> _Trecho_:
Já em 1972 apareceram as primeiras dificuldades. A separação dos pais acelerou o processo de venda dos bens da família. “Meu avô, Vilobaldo Souza Campos, foi rico. Meu pai torrou a herança. Era funcionário do Banco do Brasil, tinha uma vida que não condizia com o que ele ganhava”, conta Diduzinho, que aos 25 anos se viu obrigado a pegar no batente. Como adorava fotografia e cinema, foi contratado por Bruno Barreto para fazer fotografia de cena no filme A estrela sobe, mas abandonou o set de filmagens para viajar. Ainda assim, na volta aproveitou a experiência e conseguiu um trabalho de cinegrafista na TV Globo. A vida de estivador não lhe caiu bem. Logo o playboy foi transferido para o departamento de vendas internacionais da emissora. “Minha sala e a do Otto Lara Resende eram vizinhas. Os almoços naquela época demoravam horas. A Globo era glamourosa.” Em outro tom, a festa continuava.

> _O que fazer_:
Reescreva em tópicos, de forma mais curta, o parágrafo do trecho que começa com "Já em 1972", mantendo os fatos principais.

[Registros salvos]

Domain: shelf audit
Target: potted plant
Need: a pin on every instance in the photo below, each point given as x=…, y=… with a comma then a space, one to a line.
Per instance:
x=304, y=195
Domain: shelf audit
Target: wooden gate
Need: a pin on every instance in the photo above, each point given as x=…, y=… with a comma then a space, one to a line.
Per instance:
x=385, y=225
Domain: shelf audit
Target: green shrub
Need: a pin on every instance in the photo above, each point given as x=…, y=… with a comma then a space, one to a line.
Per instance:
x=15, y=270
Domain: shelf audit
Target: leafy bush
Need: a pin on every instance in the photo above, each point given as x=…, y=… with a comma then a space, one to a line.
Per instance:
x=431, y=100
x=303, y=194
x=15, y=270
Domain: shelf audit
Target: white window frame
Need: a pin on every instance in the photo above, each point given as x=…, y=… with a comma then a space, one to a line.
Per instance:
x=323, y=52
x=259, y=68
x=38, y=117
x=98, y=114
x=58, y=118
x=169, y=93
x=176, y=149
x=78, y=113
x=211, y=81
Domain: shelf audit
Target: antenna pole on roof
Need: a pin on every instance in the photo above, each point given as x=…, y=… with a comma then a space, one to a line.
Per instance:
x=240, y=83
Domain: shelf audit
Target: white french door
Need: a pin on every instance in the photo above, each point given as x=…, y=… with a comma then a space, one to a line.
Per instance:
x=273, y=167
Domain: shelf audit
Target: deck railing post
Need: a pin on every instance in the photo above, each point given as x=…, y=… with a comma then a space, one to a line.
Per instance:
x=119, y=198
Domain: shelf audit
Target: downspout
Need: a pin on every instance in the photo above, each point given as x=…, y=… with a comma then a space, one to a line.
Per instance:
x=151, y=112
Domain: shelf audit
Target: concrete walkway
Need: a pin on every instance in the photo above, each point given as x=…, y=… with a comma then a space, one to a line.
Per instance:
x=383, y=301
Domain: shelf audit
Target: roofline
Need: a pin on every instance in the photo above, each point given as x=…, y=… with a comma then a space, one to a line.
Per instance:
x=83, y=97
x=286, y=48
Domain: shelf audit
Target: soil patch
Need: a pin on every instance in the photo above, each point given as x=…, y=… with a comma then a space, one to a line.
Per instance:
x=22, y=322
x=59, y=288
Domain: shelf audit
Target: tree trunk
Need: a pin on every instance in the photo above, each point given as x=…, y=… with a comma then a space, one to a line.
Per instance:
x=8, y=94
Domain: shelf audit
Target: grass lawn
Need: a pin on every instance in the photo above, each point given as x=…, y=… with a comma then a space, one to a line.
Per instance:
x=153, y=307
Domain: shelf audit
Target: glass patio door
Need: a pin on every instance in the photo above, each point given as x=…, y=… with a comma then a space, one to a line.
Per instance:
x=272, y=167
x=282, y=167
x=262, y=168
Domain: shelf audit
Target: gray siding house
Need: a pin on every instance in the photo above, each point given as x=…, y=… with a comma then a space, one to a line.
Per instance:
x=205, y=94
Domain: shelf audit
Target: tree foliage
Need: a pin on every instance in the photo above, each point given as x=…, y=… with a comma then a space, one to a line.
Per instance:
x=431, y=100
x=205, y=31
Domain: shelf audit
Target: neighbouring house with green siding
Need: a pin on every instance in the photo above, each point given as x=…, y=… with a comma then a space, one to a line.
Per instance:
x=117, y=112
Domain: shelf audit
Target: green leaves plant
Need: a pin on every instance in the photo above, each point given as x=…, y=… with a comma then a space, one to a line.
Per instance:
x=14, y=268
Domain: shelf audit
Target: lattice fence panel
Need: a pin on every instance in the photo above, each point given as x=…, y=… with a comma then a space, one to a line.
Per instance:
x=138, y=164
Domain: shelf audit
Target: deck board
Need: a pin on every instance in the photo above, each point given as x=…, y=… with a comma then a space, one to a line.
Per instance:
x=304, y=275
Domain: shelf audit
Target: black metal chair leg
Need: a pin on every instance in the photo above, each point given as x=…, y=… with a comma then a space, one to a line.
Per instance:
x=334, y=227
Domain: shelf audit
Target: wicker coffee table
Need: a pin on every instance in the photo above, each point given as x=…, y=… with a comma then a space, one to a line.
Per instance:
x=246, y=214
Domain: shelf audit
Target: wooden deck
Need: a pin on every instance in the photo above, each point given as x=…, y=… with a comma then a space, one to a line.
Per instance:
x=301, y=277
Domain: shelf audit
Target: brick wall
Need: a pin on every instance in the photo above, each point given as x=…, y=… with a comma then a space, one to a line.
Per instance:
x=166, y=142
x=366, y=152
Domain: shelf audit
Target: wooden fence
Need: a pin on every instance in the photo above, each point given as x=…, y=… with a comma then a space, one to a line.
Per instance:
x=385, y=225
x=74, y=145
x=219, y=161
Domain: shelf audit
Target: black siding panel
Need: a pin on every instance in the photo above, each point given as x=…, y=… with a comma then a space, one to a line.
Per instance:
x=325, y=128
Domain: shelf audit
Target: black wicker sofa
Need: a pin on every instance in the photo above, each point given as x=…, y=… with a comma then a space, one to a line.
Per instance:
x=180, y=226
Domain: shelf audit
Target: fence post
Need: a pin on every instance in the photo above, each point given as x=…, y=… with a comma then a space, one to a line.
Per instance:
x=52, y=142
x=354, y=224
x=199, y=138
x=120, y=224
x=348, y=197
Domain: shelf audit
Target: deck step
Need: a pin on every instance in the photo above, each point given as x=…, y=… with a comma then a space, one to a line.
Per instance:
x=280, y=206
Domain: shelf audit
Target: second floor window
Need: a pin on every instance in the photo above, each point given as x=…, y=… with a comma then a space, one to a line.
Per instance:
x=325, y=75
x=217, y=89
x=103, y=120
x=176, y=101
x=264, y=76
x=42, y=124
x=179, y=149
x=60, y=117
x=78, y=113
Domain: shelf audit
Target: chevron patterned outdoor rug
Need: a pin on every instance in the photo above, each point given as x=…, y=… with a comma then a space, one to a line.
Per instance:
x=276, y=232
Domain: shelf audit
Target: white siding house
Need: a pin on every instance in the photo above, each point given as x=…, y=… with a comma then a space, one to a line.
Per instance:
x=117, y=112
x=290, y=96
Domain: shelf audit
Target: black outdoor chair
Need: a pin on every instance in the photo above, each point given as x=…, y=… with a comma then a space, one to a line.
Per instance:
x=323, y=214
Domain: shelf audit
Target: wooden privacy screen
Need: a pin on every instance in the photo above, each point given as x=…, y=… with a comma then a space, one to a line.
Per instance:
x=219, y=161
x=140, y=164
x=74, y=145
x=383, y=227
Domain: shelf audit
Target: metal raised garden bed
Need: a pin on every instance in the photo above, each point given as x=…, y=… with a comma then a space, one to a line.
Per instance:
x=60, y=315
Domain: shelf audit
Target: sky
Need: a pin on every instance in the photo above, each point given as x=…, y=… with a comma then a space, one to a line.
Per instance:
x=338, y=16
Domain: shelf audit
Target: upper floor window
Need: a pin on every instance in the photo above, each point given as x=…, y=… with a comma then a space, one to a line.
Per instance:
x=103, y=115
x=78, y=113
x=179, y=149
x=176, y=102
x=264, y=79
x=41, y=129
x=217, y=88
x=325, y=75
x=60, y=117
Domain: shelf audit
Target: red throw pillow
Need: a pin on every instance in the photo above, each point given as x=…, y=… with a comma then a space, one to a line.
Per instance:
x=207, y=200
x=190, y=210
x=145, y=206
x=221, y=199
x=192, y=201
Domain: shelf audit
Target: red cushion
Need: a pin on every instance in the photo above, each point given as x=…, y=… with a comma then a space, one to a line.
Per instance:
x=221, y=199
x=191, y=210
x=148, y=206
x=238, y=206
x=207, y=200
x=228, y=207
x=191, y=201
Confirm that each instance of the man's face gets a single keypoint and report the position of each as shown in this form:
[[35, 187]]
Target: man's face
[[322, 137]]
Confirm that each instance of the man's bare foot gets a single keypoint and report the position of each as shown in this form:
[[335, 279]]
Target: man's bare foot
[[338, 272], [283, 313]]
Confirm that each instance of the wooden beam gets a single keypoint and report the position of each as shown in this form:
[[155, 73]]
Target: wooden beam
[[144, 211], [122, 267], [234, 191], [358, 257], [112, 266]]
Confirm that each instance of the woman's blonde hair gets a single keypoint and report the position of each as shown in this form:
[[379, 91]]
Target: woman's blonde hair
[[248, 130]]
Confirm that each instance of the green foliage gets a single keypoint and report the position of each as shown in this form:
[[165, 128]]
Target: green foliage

> _Resposta escrita_:
- Em 1972 surgiram as primeiras dificuldades, e a separação dos pais acelerou a venda dos bens da família.
- Segundo Diduzinho, o avô, Vilobaldo Souza Campos, foi rico. O pai, funcionário do Banco do Brasil, gastou a herança levando uma vida acima do que ganhava.
- Aos 25 anos, Diduzinho teve de começar a trabalhar.
- Foi contratado por Bruno Barreto para fazer fotografia de cena no filme A estrela sobe, mas largou as filmagens para viajar.
- Na volta, conseguiu trabalho de cinegrafista na TV Globo, não se adaptou à rotina pesada e logo foi transferido para o departamento de vendas internacionais.
- Lá, a sala dele ficava ao lado da de Otto Lara Resende. Os almoços duravam horas, e a Globo era glamourosa.
- Em outro tom, a festa continuava.